(Records from a collection)
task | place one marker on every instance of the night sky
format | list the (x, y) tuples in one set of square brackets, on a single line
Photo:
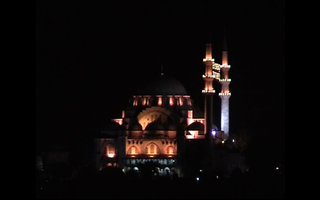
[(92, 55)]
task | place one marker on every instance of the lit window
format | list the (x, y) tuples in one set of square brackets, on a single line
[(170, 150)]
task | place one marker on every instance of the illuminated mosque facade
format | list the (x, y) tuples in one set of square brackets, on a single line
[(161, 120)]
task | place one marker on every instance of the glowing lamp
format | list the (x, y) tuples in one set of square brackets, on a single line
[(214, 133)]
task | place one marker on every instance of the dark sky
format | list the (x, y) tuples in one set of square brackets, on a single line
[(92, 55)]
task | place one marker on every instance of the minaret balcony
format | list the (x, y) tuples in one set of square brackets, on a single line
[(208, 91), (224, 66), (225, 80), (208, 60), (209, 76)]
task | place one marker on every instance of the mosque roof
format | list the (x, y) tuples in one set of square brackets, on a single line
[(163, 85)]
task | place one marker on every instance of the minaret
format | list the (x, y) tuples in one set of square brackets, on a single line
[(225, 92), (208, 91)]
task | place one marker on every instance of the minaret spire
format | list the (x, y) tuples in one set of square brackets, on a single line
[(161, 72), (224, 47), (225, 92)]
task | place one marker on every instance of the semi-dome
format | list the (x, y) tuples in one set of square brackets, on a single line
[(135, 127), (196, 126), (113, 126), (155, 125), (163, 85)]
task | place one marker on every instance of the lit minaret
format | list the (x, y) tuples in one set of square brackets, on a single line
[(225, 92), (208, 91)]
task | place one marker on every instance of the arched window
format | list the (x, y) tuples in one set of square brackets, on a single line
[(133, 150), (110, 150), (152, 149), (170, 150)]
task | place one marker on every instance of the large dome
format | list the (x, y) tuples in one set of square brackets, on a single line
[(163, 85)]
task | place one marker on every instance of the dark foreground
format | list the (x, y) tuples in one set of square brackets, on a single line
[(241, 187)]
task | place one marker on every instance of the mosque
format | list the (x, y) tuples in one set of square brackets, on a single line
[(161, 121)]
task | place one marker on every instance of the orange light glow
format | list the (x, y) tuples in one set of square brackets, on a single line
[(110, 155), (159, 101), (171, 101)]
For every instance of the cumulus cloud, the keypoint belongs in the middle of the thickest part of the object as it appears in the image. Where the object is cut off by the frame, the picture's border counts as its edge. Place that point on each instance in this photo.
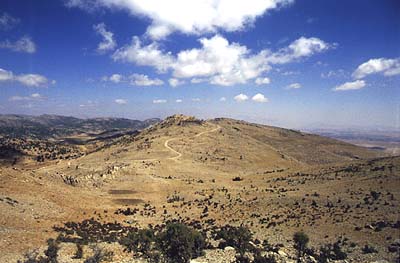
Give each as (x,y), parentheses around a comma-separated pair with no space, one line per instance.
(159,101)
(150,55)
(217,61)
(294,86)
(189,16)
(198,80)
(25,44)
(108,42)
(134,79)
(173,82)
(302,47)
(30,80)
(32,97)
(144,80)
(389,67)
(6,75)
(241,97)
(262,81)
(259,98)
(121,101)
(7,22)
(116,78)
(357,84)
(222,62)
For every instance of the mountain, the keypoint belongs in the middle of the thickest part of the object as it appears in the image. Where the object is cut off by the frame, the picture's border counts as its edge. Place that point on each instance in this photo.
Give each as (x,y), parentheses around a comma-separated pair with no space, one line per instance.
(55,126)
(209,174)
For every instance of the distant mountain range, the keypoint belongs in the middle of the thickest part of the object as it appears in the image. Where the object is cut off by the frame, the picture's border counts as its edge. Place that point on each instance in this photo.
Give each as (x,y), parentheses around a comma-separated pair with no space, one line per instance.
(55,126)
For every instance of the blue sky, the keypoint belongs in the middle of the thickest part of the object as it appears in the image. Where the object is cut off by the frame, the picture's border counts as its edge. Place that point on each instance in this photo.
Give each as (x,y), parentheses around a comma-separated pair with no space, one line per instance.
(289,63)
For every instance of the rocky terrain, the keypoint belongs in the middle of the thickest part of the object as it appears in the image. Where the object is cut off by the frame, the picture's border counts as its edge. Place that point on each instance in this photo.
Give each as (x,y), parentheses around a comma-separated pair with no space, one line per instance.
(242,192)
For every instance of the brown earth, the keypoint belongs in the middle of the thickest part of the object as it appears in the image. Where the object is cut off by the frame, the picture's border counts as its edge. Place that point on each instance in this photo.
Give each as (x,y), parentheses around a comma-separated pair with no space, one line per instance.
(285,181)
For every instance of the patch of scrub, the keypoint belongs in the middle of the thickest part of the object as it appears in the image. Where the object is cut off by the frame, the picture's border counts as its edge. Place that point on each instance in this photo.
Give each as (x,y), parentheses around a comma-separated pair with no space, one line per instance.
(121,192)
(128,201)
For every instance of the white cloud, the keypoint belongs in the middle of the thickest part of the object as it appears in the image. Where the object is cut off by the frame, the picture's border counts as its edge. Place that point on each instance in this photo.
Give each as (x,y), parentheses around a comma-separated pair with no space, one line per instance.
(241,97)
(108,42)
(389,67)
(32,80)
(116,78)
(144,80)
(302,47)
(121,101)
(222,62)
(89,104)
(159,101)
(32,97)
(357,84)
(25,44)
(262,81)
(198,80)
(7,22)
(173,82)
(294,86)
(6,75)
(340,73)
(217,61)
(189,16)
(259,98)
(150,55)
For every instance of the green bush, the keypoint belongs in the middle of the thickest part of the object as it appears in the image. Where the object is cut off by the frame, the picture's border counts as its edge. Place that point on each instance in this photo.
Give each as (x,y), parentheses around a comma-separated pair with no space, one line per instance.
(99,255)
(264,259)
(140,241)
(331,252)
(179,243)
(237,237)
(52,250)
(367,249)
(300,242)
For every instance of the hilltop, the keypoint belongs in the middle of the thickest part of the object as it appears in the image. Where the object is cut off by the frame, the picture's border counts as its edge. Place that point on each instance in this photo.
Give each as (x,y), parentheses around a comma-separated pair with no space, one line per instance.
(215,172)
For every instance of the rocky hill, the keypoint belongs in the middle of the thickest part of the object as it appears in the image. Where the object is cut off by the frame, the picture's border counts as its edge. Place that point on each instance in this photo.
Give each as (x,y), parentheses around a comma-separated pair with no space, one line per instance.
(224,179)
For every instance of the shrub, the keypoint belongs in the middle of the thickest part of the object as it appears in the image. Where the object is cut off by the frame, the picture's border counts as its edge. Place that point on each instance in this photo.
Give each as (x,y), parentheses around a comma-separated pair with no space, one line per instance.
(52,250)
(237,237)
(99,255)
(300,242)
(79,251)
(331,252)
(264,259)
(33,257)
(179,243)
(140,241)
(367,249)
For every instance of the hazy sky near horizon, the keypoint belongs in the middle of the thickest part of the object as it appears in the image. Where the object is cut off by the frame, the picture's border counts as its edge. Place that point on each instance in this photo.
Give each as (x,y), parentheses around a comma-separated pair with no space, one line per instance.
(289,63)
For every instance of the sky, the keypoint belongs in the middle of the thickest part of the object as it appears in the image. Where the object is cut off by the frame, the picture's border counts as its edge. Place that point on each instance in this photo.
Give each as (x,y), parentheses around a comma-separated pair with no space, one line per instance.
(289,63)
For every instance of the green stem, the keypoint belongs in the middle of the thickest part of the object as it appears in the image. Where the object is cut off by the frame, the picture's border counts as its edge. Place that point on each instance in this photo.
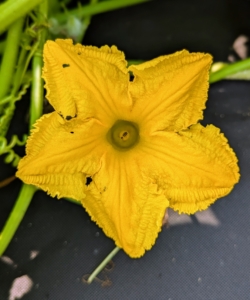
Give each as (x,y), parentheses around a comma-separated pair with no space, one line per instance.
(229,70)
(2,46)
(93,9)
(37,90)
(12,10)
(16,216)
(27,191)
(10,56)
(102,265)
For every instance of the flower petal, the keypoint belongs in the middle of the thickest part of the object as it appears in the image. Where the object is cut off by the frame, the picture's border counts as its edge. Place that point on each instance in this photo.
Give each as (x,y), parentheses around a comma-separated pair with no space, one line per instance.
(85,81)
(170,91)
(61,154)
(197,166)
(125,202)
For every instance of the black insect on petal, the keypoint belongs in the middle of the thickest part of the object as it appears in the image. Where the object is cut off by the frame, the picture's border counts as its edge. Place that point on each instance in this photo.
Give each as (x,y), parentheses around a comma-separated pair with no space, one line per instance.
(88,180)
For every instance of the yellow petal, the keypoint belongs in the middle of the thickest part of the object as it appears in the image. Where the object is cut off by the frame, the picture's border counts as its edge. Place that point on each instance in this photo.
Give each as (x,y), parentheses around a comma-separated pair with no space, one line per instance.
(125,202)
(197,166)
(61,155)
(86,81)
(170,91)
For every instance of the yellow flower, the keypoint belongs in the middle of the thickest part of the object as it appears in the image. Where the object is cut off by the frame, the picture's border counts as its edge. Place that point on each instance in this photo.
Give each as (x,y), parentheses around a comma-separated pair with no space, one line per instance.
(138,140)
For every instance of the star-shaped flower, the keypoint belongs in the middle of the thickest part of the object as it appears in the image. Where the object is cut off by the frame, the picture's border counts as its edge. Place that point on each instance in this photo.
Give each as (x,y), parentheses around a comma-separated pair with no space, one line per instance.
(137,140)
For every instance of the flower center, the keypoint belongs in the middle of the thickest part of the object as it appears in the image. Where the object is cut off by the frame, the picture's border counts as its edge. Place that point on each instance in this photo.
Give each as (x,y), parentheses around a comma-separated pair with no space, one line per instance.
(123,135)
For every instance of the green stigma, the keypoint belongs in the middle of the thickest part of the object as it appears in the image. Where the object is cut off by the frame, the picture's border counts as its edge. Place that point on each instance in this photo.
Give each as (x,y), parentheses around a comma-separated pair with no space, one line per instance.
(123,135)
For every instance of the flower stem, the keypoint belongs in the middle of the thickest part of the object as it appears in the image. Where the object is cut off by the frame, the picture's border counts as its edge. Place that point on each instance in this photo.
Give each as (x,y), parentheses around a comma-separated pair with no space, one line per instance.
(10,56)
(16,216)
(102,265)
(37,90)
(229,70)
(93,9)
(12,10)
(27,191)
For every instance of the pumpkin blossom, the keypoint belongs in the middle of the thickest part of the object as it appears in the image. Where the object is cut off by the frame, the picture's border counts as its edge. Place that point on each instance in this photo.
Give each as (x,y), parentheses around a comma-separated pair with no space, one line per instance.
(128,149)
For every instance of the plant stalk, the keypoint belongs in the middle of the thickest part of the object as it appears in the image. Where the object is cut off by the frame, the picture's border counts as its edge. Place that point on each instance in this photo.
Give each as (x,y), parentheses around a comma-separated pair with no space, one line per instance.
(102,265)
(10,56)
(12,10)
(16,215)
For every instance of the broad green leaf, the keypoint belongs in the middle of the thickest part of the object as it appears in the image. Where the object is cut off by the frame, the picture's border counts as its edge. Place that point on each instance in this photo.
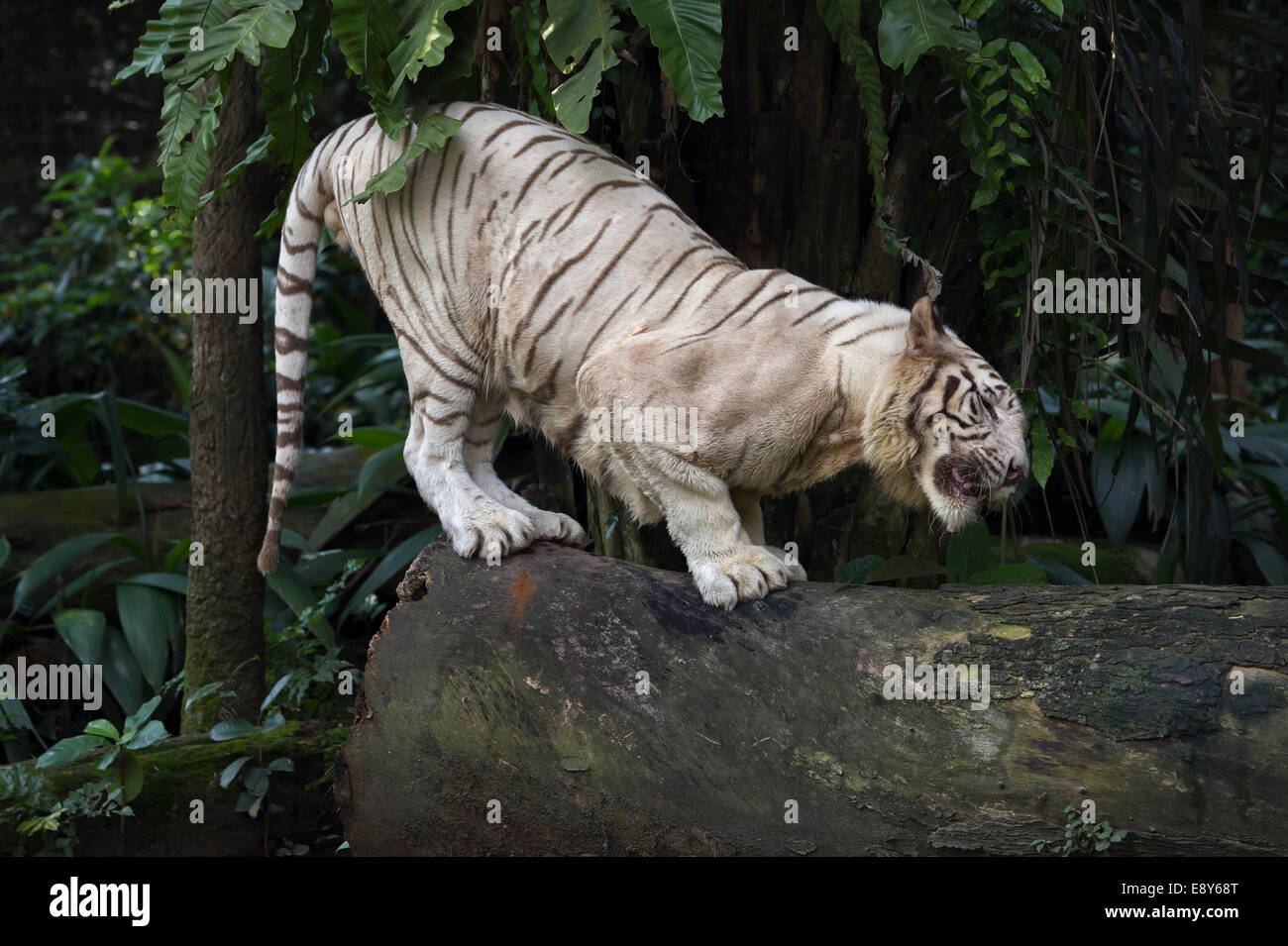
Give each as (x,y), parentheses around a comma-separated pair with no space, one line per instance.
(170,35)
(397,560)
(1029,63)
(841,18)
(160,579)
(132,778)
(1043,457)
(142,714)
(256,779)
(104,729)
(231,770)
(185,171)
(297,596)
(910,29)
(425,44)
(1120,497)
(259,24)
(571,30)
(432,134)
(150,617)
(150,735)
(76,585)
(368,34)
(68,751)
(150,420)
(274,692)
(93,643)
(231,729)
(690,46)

The task ▸ From the line with "For every instance of the flower stem, the" down to the end of the entries, retype each line exactly as written, but drop the pictures.

Answer to the problem ▸
For every instance of the flower stem, the keypoint belongs in the middle of the thickest part of the object as it appears in the image. Where the object is cut off by the frame, the picture's border counts as its edge. Place that point on each instance in this photo.
Give each as (x,y), parentheses around a comma-separated pair with no space, one line per instance.
(10,56)
(16,216)
(102,265)
(37,90)
(229,70)
(93,9)
(12,10)
(27,191)
For every instance of the pumpkin blossom, the keypoint belongs in the middle of the thickest part of the object as it appears in the image. Where the object is cut off by the frame, the picture's border counts as its edge. Place that point on each instance in this photo.
Give each as (x,y), parentheses around a comma-separated pair with no space, one line per instance.
(128,149)
For every instance of the plant stalk, the keypoint belongs in the middle of the thickest part of the object as it appears in the image. Where the object is cut off by the frame, the picture's border counts as its edge. Place that point on each instance in this photo.
Give each as (x,y), parentheses around a comma-separated pair with no space, one line per instance.
(102,265)
(10,56)
(12,10)
(16,215)
For every instance of the broad green leaf, the keypoint belongs in the middle of the thickest part of the object as it appears in the image. Where the object is cut off by the frame, the picture's border counts as its edge. Place that point on each instance in this photo.
Give each as (x,y), parentheses around a comma-separated pair with no space, one line per instance.
(170,35)
(397,560)
(1029,63)
(841,18)
(160,579)
(132,778)
(1043,457)
(142,714)
(256,779)
(104,729)
(231,770)
(185,171)
(297,596)
(910,29)
(425,44)
(1120,497)
(259,24)
(571,30)
(432,134)
(150,617)
(150,735)
(76,585)
(368,34)
(68,751)
(150,420)
(274,692)
(93,643)
(231,729)
(690,46)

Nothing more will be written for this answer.